→ Exercise directions
Reproduce every one of the following entries verbatim, keeping each line unchanged and in its original order.

→ Data extract
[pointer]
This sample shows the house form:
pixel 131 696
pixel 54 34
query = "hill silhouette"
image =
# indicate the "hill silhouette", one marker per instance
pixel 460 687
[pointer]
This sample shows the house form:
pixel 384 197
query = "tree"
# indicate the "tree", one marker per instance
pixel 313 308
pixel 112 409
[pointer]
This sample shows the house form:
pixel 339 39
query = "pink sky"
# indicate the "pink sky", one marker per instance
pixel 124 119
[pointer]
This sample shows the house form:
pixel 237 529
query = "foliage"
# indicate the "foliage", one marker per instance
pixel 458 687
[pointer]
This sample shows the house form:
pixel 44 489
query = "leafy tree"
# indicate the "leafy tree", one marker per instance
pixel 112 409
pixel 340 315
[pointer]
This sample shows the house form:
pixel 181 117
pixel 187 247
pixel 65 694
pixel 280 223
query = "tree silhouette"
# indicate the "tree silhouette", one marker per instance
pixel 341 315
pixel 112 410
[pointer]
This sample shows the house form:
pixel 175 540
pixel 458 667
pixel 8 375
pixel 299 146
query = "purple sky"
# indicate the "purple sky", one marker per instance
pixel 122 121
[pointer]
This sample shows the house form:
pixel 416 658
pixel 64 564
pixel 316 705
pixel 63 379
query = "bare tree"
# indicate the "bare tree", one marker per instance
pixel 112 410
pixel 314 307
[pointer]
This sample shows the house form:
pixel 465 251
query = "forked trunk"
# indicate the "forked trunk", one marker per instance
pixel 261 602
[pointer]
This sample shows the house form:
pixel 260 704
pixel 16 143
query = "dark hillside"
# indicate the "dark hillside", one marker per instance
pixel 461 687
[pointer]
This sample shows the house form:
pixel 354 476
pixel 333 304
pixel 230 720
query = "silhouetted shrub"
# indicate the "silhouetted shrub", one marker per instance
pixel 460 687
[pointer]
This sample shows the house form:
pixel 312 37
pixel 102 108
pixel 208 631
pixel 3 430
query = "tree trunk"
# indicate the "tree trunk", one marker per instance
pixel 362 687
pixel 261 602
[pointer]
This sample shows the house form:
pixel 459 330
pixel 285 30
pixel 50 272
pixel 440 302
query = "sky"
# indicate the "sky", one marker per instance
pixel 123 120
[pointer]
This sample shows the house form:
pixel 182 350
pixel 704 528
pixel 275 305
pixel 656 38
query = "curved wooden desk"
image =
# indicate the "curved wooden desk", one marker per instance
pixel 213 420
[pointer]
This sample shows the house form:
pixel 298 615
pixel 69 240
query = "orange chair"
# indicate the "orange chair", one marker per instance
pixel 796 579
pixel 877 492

→ Result of this task
[pointer]
This sample shows the house form:
pixel 131 696
pixel 54 34
query = "hill silhouette"
image =
# indicate the "hill silhouette", one marker per instance
pixel 460 687
[pointer]
This sample shows the house form:
pixel 384 197
query = "tree"
# indicate the "tree", one marker per instance
pixel 313 308
pixel 112 409
[pointer]
This sample shows the house form:
pixel 339 39
query = "pink sky"
# indicate the "pink sky", one marker per instance
pixel 124 119
[pointer]
This sample shows the house form:
pixel 237 529
query = "foliage"
# indicate the "foliage", one marker per instance
pixel 458 687
[pointer]
This sample shows the house form:
pixel 44 489
query = "leafy tree"
# indicate the "leafy tree", one marker per instance
pixel 112 409
pixel 340 315
[pointer]
This sample shows the house form:
pixel 181 117
pixel 187 247
pixel 65 694
pixel 280 223
query = "tree silhouette"
# indicate the "tree silhouette", one marker per instance
pixel 341 315
pixel 112 410
[pointer]
This sample shows the house form:
pixel 175 540
pixel 458 667
pixel 8 375
pixel 299 146
query = "purple sky"
# indicate the "purple sky", one marker per instance
pixel 122 121
[pointer]
This sample shows the house form:
pixel 416 658
pixel 64 564
pixel 316 705
pixel 63 379
query = "bare tree"
# indicate the "bare tree", one marker per instance
pixel 112 410
pixel 314 307
[pointer]
This sample shows the house form:
pixel 465 251
query = "forked trunk"
# indicate the "forked trunk", one marker per instance
pixel 261 602
[pointer]
This sample shows the house form:
pixel 260 704
pixel 16 143
query = "dark hillside"
# indicate the "dark hillside", one marker per instance
pixel 461 687
[pointer]
This sample shows the house form:
pixel 354 476
pixel 333 304
pixel 230 720
query = "silhouetted shrub"
# indicate the "silhouetted shrub", one marker per instance
pixel 460 687
[pointer]
This sample shows the house form:
pixel 312 37
pixel 102 108
pixel 208 631
pixel 3 430
query = "tree trunk"
# indicate the "tree trunk", one marker per instance
pixel 362 687
pixel 261 602
[pointer]
This sample shows the house form:
pixel 459 330
pixel 285 30
pixel 50 272
pixel 440 302
query = "sky"
# indicate the "sky", one marker per instance
pixel 123 120
[pointer]
This sample shows the house form:
pixel 182 350
pixel 704 528
pixel 275 305
pixel 656 38
query = "curved wooden desk"
image =
# indicate the "curved wooden desk", one marker per instance
pixel 213 420
[pointer]
This sample shows the house form:
pixel 298 615
pixel 69 240
query = "orange chair"
# indicate the "orange chair", one marker per instance
pixel 796 579
pixel 877 492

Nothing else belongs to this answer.